Aim: Repeat, line for line, the entries printed below.

Data extract:

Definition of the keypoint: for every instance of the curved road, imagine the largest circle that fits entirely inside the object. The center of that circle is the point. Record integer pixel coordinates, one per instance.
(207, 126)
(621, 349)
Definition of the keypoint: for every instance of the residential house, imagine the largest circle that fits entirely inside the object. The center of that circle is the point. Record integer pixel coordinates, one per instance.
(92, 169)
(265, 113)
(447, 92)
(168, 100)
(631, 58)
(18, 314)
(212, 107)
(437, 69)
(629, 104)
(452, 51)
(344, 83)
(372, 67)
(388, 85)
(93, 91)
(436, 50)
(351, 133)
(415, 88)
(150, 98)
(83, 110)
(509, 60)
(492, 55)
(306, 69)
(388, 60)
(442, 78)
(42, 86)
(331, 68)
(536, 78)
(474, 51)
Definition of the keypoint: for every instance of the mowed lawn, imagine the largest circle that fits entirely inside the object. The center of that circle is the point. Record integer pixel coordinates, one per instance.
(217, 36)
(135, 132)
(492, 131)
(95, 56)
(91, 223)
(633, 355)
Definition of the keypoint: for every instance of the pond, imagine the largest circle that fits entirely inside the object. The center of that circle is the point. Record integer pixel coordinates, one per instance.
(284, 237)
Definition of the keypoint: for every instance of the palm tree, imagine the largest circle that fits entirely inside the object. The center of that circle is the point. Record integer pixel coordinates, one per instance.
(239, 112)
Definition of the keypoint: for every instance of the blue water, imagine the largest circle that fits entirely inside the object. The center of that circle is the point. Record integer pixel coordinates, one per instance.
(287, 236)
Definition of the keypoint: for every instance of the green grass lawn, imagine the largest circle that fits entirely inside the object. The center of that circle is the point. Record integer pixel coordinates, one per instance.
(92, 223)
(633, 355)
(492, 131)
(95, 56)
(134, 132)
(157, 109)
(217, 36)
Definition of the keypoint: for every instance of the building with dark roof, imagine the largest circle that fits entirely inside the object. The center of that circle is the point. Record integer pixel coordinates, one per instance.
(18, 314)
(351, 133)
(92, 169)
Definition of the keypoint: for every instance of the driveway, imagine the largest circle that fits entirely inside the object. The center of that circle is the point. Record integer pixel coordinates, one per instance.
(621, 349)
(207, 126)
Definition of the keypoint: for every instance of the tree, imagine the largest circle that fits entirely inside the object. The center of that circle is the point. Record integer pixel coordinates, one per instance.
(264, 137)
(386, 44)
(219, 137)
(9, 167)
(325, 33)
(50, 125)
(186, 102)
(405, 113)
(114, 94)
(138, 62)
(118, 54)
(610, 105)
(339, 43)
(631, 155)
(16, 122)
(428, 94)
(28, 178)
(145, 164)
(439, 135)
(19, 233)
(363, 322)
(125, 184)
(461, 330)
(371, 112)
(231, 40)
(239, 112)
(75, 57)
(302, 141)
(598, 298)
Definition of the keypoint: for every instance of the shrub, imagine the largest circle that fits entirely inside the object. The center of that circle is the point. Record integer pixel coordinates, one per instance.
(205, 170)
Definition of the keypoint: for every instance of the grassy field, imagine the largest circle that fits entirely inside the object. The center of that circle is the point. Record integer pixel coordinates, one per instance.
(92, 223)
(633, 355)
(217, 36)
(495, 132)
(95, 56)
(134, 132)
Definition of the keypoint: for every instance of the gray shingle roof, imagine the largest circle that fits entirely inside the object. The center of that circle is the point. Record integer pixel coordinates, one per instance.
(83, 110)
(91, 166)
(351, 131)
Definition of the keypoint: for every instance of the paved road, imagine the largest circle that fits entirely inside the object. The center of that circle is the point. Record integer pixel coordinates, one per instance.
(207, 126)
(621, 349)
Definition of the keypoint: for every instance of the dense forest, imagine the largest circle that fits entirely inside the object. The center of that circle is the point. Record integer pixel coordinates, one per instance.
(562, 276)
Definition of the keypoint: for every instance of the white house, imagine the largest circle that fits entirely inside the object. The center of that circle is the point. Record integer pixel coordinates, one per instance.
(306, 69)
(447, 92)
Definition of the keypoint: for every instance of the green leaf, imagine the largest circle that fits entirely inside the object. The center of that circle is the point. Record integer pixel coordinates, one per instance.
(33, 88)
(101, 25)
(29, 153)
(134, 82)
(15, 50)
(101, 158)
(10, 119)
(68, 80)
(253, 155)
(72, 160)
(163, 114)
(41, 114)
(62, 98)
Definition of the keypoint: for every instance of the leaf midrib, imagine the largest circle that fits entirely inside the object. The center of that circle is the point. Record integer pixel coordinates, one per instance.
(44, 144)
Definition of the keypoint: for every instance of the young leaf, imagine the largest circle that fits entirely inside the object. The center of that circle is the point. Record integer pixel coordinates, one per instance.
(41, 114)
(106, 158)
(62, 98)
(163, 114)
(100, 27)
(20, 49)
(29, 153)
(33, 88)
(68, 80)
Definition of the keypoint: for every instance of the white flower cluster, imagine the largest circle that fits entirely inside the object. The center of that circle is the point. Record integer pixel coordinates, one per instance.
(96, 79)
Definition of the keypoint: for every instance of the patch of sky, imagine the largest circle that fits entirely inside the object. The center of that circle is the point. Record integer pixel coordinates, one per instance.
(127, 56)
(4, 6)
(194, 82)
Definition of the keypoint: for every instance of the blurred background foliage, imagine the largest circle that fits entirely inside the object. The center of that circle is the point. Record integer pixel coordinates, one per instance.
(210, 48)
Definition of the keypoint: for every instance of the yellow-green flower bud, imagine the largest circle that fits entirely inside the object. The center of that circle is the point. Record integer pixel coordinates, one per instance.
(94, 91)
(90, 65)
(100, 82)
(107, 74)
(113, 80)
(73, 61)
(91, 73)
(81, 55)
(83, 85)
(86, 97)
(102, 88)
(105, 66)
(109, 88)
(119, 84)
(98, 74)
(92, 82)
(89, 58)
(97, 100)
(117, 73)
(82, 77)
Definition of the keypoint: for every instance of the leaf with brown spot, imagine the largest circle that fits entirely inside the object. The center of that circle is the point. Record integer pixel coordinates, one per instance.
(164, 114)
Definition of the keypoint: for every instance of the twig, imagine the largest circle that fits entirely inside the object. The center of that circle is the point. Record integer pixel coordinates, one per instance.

Full solution:
Definition of the keypoint: for every instance of the curved road, imagine the largest circle that fits entirely inside the object. The center of that circle is the point. Record integer pixel coordinates, one per instance.
(207, 126)
(621, 349)
Definition of the keypoint: for every instance of the residential house, imagine the largest circle that fits entirely inside the object. The center of that circle is the point. Record integer pixel coordinates, one per instance.
(92, 169)
(265, 113)
(447, 92)
(168, 100)
(631, 58)
(18, 314)
(212, 107)
(437, 69)
(629, 104)
(452, 51)
(344, 83)
(372, 67)
(388, 85)
(93, 91)
(436, 50)
(351, 133)
(415, 88)
(150, 98)
(83, 110)
(509, 60)
(492, 55)
(306, 69)
(388, 60)
(442, 78)
(42, 86)
(331, 68)
(536, 78)
(474, 51)
Definition of the keypoint: for every instance of the mowed lawn, imagine the largest circle that fits entirely inside the object. The center of that circle is the point. Record integer pixel coordinates, one per instance.
(217, 36)
(135, 132)
(492, 131)
(95, 56)
(91, 223)
(633, 355)
Definition of the keypoint: for every instance of the pond, imagine the largest circle that fits entirely inside the object. The center of that circle is the point. Record integer pixel coordinates, one per instance.
(284, 237)
Definition of the keypoint: for every instance of the palm tree, imagine the largest circle that fits entirely inside the object. The center of that circle is the point. Record integer pixel coordinates, one per instance.
(239, 112)
Definition of the keypoint: for every instance of the blue water, imagine the largest circle that fits entirely inside the object. The center of that circle is the point. Record integer pixel coordinates, one per instance.
(287, 236)
Definition of the keypoint: for every instance of the green grass lawn, imagine the largest circle that fits entirely inside the object. The center of that circle is the point. Record integer pixel coordinates, one per instance.
(92, 223)
(633, 355)
(492, 131)
(95, 56)
(134, 132)
(157, 109)
(217, 36)
Definition of the keypoint: for every instance of the building with dark roof, imagine the largest circle that fits entirely inside the object. The center of that circle is the point. Record integer pixel coordinates, one per instance.
(18, 314)
(351, 133)
(92, 169)
Definition of the keypoint: for every instance of the driveway, imagine the largest circle that fits entirely inside the object. The center of that circle is the point. Record integer pixel coordinates, one per instance.
(621, 349)
(207, 126)
Definition of the keypoint: for every instance of the tree, imagine the largest circle that fits entirely inside the object. The center of that circle is the point. Record integer pixel coordinates, one per instance.
(264, 137)
(386, 44)
(219, 137)
(9, 167)
(325, 33)
(50, 125)
(186, 102)
(405, 113)
(114, 94)
(138, 62)
(118, 54)
(610, 105)
(339, 43)
(631, 155)
(16, 122)
(428, 94)
(28, 178)
(145, 164)
(439, 135)
(19, 233)
(363, 322)
(125, 184)
(461, 330)
(371, 112)
(231, 40)
(239, 112)
(75, 57)
(302, 141)
(598, 298)
Definition of the keypoint: for every instance of the shrub, imagine the largest circle that fits entirely inside the object. The center of that circle is the point. Record integer pixel coordinates, one per instance.
(205, 170)
Definition of the keypoint: for every instance of the grassy field, imagine the largest circle that fits entirely inside the object. The center of that circle is the point. Record integer pixel coordinates, one per instance.
(92, 223)
(633, 355)
(217, 36)
(495, 132)
(95, 56)
(134, 132)
Definition of the keypoint: for every instance of the gray shingle roof, imagine the largest circle that fits entirely inside the object. The center of that circle is the point. Record integer pixel coordinates, one per instance.
(83, 110)
(91, 166)
(351, 131)
Definition of the keypoint: for every instance of the paved road, imagine the largest circle that fits entirely inside the object. The center of that circle is the point. Record integer pixel coordinates, one per instance.
(207, 126)
(621, 349)
Definition of the keypoint: for every instance of the dense forest, imagine the largest circle that fits entirely inside the object. The center of that circle is the point. Record integer pixel coordinates, one per instance.
(562, 276)
Definition of the keypoint: for every instance of the white house, imagine the largest circle that fits entirely inside the object. The center of that circle is the point. Record integer pixel coordinates, one per instance.
(306, 69)
(447, 92)
Definition of the keypoint: for every instance of the green leaf, imagine the largest circle that fits entirely inside the object. The center of that circle is the point. Record integer pixel coordinates, one per instance.
(33, 88)
(101, 25)
(29, 153)
(134, 82)
(15, 50)
(101, 158)
(10, 119)
(68, 80)
(253, 155)
(72, 160)
(163, 114)
(41, 114)
(62, 98)
Definition of the keypoint: for every instance of the leaf midrib, imagine the largest circle that fits entirely inside the object. The center of that circle is the point. Record integer pixel coordinates, one per instance.
(44, 144)
Definition of the keypoint: for every instance of the young leaf, imagine the largest circle that fits entirely inside the object. The center of that circle is the point. Record integer pixel coordinates, one per instance.
(41, 114)
(106, 158)
(62, 98)
(163, 114)
(100, 27)
(20, 49)
(29, 153)
(33, 88)
(68, 80)
Definition of the keypoint: for every instance of the white flower cluster, imagine the largest circle that fits entirely inside the object. The center of that circle is the point. Record integer pixel coordinates, one per instance.
(96, 79)
Definition of the keypoint: for every instance of the patch of sky, imagine the largest circle that fits entirely inside the object. The center of that circle is the point. Record integer pixel coordinates, one per instance.
(127, 56)
(4, 6)
(194, 82)
Definition of the keypoint: for every instance of the blurred background foliage, imagine the largest circle that fits entirely inside the object. The center of that circle is the point. Record integer pixel coordinates, one per instance.
(210, 48)
Definition of the keypoint: for every instance of the yellow-green flower bud, imagine the largest circle that fits entirely inside the object. The center of that circle is the point. Record integer pixel coordinates, one per instance.
(94, 91)
(90, 65)
(100, 82)
(107, 74)
(113, 80)
(73, 61)
(91, 73)
(81, 55)
(83, 85)
(86, 97)
(102, 88)
(105, 66)
(109, 88)
(119, 84)
(98, 74)
(92, 82)
(89, 58)
(97, 100)
(117, 73)
(82, 77)
Definition of the keypoint: for every instance of the leaf with brown spot, imagine the largest circle that fits entirely inside the object. The center of that circle is the point. Record integer pixel coordinates, one per instance.
(164, 114)
Definition of the keypoint: for every instance of the twig, imagine the largest circle that fits entirely inside the object. The center of that circle is the point. Record integer pixel coordinates, one per instance.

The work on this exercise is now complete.